BRIEF ▸
Copy out the lines of the records below, and only those lines, from the one with "Annotate each instance of the shed" through the one with "Annotate each instance of the church", exactly as they appear.

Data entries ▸
———

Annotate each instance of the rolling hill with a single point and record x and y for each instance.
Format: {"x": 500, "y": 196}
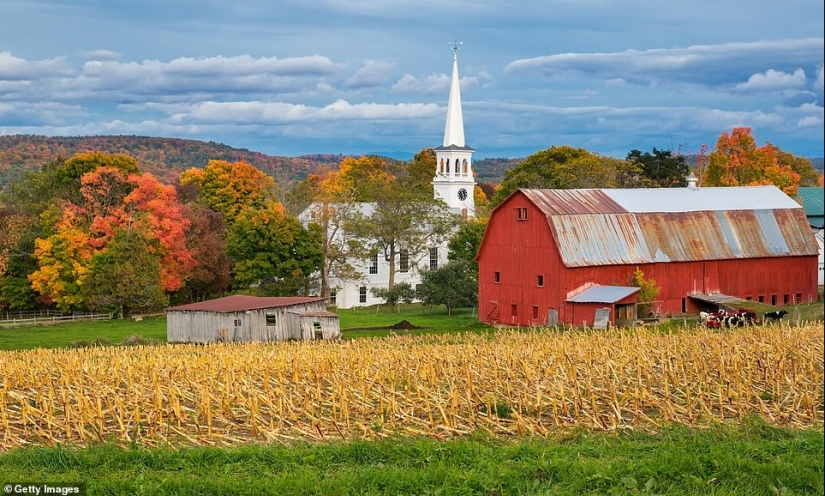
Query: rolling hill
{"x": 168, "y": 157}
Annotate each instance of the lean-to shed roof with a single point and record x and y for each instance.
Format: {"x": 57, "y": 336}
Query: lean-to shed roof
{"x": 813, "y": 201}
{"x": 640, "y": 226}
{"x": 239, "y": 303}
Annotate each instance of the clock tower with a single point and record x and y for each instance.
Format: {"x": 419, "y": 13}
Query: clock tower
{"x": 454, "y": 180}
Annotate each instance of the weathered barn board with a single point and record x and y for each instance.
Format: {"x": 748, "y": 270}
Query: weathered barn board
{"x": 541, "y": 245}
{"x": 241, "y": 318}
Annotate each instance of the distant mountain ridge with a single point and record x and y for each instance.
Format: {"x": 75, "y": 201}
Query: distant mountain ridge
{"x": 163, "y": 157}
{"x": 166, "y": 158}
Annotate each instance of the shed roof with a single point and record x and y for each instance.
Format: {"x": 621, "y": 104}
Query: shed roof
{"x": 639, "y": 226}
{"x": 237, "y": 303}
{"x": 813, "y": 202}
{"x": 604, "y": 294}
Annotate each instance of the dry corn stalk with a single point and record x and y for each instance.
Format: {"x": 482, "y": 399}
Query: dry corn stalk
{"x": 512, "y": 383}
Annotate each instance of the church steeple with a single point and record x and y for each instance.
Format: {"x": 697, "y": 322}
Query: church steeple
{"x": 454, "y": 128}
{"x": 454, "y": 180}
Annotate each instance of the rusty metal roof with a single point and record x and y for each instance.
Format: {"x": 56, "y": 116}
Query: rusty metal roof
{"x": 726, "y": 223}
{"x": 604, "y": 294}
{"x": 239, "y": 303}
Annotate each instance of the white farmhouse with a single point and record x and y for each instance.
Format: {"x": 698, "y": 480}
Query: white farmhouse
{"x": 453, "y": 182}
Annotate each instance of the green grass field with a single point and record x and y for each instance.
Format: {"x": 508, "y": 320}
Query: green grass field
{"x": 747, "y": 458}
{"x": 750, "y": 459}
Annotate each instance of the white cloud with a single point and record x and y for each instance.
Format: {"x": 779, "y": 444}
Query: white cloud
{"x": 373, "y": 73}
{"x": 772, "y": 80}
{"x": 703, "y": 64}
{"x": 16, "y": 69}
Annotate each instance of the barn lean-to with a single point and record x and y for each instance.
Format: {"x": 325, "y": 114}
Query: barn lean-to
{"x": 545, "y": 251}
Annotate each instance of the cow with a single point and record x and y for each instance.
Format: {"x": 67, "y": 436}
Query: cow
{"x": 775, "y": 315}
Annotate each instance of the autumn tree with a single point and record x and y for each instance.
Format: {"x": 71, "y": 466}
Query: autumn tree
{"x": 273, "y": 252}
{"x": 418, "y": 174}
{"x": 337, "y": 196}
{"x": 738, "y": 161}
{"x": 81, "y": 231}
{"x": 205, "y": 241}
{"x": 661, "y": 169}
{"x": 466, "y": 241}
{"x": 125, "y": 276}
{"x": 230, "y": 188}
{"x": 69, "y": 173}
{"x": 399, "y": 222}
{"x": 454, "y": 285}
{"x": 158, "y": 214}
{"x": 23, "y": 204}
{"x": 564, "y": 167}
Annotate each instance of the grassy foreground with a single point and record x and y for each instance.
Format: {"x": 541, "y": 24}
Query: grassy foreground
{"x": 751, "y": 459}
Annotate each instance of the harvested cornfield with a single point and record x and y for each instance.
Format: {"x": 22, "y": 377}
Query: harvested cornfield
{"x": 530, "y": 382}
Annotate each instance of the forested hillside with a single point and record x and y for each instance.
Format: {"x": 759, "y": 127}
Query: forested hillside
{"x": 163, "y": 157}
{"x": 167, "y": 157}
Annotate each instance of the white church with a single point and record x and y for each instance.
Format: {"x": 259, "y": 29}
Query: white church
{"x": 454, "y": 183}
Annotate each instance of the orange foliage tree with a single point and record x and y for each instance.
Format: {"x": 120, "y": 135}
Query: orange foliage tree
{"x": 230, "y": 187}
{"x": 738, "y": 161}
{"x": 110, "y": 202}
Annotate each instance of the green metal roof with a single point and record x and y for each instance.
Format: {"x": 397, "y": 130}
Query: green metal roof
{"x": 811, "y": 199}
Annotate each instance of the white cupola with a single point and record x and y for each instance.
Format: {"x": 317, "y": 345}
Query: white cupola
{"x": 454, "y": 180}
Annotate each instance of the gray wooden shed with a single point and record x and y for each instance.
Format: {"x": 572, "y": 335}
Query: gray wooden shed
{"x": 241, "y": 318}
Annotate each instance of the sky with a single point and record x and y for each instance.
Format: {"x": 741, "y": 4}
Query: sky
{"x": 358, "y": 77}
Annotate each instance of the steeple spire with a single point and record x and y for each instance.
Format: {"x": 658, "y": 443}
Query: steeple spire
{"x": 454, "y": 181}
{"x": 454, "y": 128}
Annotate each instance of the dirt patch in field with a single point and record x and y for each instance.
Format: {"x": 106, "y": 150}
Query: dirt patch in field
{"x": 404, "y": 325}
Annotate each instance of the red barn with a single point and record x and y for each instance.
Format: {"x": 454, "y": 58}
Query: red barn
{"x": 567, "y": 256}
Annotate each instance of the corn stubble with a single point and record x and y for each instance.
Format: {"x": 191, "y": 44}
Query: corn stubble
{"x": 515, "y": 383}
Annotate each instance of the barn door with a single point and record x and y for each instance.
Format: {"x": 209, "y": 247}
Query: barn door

———

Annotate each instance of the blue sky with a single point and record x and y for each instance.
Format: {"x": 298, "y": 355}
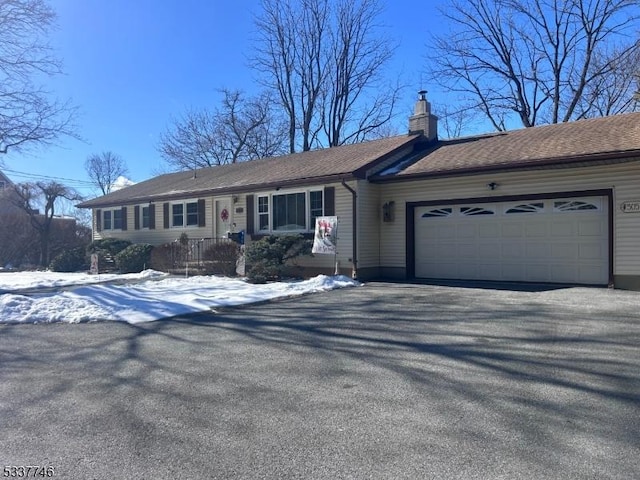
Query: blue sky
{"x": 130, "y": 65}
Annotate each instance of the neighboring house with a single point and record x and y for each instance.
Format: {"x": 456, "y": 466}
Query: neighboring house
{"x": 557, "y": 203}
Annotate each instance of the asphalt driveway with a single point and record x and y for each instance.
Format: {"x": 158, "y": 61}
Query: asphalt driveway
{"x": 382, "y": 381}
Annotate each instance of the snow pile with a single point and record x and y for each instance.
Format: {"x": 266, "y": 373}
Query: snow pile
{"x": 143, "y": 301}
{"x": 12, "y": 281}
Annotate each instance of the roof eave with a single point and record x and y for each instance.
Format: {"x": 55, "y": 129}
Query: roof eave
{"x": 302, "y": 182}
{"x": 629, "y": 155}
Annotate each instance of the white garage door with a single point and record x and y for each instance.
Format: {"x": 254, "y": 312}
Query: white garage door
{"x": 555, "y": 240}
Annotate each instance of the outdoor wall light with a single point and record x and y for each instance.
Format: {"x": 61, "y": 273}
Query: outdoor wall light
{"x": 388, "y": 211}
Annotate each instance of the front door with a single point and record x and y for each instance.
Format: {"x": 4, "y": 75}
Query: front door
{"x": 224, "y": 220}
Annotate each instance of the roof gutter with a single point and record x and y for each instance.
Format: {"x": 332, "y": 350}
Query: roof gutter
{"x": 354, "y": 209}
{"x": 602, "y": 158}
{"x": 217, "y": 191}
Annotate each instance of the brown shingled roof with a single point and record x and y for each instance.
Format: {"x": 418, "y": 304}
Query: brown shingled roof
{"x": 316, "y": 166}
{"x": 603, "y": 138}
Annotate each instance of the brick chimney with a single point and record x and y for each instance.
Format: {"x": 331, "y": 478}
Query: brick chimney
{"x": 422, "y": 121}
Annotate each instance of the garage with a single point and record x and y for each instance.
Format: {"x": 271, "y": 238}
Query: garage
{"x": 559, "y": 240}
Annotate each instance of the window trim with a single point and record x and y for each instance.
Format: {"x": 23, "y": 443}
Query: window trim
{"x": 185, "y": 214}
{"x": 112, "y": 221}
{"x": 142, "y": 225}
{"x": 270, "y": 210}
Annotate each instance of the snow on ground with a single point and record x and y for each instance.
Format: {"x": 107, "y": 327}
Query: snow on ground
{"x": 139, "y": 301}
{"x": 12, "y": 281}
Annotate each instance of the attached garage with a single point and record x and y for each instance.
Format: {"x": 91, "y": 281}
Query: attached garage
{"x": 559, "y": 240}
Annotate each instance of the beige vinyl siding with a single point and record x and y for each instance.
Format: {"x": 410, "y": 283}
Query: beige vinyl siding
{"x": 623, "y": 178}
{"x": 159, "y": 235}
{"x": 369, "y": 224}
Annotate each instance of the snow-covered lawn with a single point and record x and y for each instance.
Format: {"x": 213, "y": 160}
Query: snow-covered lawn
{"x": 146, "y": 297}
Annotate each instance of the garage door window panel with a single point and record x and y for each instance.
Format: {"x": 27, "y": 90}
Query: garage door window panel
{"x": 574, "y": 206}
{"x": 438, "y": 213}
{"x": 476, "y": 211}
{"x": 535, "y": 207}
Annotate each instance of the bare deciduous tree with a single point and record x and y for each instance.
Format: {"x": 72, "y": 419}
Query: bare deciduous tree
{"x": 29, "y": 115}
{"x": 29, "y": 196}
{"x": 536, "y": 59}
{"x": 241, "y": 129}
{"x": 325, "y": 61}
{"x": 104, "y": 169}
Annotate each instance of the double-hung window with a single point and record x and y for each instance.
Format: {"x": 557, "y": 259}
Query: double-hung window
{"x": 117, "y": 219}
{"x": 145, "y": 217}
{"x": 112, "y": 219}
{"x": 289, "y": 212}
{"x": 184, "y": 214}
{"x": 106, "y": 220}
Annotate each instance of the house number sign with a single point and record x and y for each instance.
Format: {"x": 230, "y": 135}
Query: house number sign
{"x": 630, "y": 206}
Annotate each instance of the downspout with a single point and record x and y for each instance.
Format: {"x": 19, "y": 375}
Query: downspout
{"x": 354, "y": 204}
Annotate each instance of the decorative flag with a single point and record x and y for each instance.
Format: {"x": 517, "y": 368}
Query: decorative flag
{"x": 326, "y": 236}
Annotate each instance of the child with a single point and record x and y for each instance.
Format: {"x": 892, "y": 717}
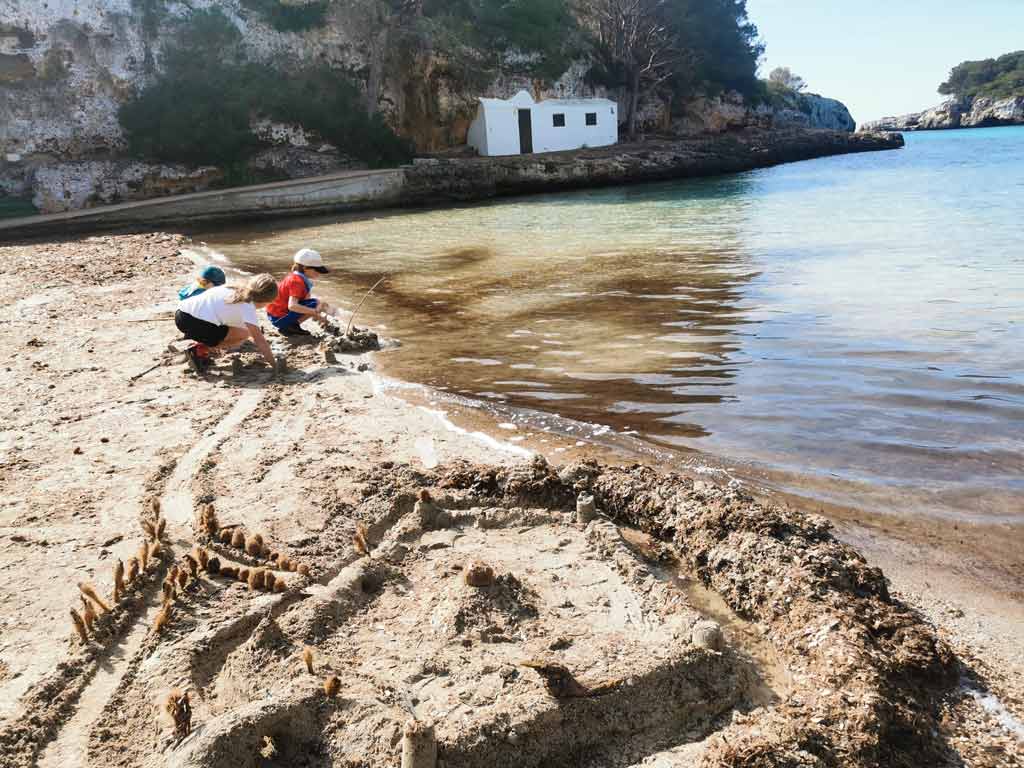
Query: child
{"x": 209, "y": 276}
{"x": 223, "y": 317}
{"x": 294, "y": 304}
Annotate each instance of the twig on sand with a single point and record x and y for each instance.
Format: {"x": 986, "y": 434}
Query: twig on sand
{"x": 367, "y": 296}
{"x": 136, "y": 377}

———

RESPONSE AREA ▸
Annotate each instance of the shed roof with a single point and record x and y for each instance.
Format: {"x": 621, "y": 104}
Query: shed roof
{"x": 639, "y": 226}
{"x": 237, "y": 303}
{"x": 813, "y": 202}
{"x": 604, "y": 294}
Annotate each instance of the dry corn stalk with a single point and record x and y for each instance.
Format: {"x": 482, "y": 399}
Query: dry corn stalk
{"x": 512, "y": 383}
Annotate each instance of the church steeple with a single point and record x and y for each instance.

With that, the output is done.